TASKS TO COMPLETE:
A: Answer these questions using the support workflows guide:
(i) What examples of information does it say a customer may provide so investigation can begin?
(ii) Which issue category does it call the most common?
(iii) Where should the triage assessment be documented?
B: Continue the support workflows guide from where it stops.

READING PASSAGE:

**********

Support Workflows
Internal guide to handling customer support requests, triage, escalation, and communication best practices.
Triage Process
When a support request comes in, the first step is triage: understanding what the customer is experiencing and determining the appropriate priority and routing. Good triage ensures that issues are handled efficiently and that critical problems receive immediate attention.
Start by reading the customer's description carefully and identifying the core issue. Is it a platform access problem, a device monitoring issue, an alert configuration question, or something else? Check whether the customer has provided enough information to begin investigation, such as the affected room, device, or tenant.
Assign a priority based on the impact and urgency. Issues affecting multiple rooms or preventing a customer from using the platform are high priority. Questions about configuration, feature requests, and minor cosmetic issues are lower priority. Document your triage assessment in the support ticket so that anyone who picks it up later has context.
Common Issue Categories
Most support requests fall into a handful of recurring categories. Familiarity with these categories helps you triage faster and often resolve issues more quickly because you know where to look.
Connectivity issues are the most common category. These involve agents not reporting data, devices showing as offline, or gaps in monitoring data. The root cause is usually network-related, such as a firewall change, DNS issue, or the agent service not running. Dashboard and UI issues are the second most common, including widgets not loading, filters not applying, or pages displaying errors.
Alert-related requests are also frequent. Customers may report that they are not receiving expected notifications, that alerts are too noisy, or that alert rules are not working as configured. User access issues, including login problems, permission errors, and SSO configuration questions, round out the most common categories.

**********

GIVEN INFORMATION:
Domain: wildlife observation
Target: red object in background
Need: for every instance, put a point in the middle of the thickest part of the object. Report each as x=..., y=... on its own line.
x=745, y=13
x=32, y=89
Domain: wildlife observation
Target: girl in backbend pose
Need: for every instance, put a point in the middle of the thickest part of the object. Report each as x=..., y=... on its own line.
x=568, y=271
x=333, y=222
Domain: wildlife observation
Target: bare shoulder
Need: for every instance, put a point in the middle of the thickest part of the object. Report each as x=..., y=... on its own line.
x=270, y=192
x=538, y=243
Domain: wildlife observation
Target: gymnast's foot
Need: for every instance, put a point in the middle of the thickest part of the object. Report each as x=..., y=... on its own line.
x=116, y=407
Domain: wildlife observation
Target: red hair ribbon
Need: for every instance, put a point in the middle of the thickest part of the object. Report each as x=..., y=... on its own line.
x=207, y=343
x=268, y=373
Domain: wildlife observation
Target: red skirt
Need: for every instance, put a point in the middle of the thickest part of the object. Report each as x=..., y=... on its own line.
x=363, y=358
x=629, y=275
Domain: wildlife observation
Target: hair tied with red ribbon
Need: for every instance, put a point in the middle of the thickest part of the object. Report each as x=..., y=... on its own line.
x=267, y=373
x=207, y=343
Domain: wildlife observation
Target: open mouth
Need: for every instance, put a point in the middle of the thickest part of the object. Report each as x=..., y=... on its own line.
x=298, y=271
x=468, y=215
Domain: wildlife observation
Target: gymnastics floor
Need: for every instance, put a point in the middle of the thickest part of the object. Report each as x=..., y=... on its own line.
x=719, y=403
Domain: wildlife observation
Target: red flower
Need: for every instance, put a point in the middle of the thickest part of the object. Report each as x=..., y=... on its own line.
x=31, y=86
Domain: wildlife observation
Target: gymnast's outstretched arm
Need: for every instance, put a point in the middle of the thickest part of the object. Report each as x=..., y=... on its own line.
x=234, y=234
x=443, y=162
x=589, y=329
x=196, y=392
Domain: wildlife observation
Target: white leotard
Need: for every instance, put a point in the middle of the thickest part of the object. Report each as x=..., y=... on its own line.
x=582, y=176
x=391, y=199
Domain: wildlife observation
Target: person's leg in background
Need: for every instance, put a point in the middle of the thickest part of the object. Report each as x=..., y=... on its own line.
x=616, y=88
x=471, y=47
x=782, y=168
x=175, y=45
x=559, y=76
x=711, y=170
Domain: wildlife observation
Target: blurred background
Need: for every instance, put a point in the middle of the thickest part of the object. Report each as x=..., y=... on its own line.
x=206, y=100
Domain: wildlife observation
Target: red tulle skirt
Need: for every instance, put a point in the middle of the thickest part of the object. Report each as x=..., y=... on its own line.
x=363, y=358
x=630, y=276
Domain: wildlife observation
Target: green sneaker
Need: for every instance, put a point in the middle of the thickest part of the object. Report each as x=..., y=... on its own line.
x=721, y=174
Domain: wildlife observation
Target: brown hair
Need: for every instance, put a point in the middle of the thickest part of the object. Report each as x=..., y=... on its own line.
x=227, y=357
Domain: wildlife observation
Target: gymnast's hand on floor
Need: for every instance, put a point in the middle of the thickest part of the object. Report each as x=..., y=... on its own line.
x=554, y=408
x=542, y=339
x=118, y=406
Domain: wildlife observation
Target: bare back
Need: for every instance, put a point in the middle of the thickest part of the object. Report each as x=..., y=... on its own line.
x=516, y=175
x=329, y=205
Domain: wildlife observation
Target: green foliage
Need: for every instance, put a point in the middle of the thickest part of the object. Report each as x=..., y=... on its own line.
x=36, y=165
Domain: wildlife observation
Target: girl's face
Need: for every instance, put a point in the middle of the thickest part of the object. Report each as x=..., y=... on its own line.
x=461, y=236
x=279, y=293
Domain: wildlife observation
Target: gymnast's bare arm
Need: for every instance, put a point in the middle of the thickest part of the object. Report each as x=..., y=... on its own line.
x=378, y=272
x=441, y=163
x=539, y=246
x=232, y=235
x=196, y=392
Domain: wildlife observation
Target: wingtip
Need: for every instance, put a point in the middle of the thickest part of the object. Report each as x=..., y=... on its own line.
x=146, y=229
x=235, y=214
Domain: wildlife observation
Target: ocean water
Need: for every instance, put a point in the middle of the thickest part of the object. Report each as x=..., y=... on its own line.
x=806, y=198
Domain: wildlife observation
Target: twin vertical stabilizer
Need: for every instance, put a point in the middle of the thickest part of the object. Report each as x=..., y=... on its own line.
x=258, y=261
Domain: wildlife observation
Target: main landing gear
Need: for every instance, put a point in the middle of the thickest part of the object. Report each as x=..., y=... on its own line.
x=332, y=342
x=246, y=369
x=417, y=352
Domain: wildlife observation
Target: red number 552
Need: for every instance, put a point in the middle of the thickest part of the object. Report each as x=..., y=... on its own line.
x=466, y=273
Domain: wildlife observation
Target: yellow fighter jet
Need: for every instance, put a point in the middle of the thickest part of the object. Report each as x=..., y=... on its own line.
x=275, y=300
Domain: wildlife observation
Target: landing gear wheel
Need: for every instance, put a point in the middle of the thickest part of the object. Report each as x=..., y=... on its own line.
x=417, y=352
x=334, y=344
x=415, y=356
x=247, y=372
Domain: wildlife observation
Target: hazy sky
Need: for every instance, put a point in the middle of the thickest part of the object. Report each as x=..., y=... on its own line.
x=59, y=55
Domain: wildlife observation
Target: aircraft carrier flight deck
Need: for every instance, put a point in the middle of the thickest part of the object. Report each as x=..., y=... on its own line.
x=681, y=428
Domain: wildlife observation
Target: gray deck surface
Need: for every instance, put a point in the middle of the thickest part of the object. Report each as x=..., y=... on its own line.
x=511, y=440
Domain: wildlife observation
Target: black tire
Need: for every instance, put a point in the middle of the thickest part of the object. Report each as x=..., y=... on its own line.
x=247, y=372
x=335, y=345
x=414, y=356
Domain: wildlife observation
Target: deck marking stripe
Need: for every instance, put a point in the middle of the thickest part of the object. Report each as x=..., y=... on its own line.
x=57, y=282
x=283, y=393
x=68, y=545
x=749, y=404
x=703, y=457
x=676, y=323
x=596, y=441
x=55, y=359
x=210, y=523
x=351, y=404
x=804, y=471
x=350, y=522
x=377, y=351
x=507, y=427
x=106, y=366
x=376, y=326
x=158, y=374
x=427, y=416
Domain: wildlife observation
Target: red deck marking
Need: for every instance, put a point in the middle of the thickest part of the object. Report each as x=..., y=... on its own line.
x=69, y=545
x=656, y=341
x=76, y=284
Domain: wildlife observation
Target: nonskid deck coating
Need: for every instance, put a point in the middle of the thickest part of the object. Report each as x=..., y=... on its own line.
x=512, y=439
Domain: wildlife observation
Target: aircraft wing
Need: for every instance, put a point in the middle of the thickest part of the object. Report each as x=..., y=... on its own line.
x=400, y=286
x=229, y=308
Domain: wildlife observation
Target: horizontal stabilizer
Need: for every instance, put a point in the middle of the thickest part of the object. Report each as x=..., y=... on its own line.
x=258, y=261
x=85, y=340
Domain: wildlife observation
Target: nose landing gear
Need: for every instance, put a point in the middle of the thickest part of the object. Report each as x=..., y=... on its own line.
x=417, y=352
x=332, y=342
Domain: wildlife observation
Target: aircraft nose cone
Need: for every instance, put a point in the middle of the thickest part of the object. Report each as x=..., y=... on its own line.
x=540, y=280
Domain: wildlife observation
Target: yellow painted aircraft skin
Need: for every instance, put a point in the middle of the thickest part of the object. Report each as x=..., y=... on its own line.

**********

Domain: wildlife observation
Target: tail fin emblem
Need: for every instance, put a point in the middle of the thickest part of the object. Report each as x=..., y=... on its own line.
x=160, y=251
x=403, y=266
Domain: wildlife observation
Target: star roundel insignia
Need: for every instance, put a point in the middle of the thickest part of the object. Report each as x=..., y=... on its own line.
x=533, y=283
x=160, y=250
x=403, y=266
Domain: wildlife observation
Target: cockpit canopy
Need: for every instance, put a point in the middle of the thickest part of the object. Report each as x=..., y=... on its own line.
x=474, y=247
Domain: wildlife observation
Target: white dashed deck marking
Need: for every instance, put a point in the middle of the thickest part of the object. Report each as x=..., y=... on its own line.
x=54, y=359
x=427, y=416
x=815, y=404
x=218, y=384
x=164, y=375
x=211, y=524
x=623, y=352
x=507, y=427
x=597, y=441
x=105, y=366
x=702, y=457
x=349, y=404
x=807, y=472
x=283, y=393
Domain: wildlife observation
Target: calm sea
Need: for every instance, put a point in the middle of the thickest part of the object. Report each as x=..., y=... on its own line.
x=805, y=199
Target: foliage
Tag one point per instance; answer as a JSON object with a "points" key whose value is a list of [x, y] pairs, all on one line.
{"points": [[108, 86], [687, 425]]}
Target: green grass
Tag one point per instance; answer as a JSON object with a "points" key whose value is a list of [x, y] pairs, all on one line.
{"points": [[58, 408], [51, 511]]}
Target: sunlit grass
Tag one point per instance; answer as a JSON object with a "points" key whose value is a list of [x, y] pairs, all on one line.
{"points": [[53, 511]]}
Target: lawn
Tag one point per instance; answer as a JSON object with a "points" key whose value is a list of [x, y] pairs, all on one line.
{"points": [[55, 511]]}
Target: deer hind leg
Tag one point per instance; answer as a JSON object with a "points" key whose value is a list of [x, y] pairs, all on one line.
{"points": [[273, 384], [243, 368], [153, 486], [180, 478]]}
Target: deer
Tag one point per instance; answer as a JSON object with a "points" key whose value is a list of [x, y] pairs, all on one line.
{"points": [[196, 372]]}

**********

REPLIES:
A:
(i) The affected room, device, or tenant.
(ii) Connectivity issues.
(iii) In the support ticket.

B:
Escalation Path
Not every issue can be resolved at the first level of support. Having a clear escalation path ensures that complex or critical issues are routed to the right team without unnecessary delay. Escalation is not a failure; it is a normal part of handling a diverse range of support requests.
First-level support should handle common issues using available documentation, known solutions, and standard troubleshooting steps. If the issue cannot be resolved within a reasonable timeframe or requires access to backend systems, escalate to second-level support with a clear summary of what has been tried and what was observed.
Second-level support has deeper technical access and can investigate platform logs, agent behavior, and infrastructure issues. If the problem is determined to be a bug or requires a code change, it is escalated to the engineering team. At every escalation point, ensure the customer is informed of the handoff and updated on the expected timeline.
Communicating with Customers
Clear, empathetic communication is essential to a good support experience. Even when a problem is complex or takes time to resolve, customers feel better when they know what is happening and that someone is actively working on their issue.
When responding to a customer, acknowledge their issue, explain what you understand so far, and set expectations for next steps. Avoid technical jargon unless the customer is technical. If you need more information, ask specific questions rather than generic ones. Instead of "Can you provide more details?" try "Can you confirm which room and device are affected, and when you first noticed the issue?"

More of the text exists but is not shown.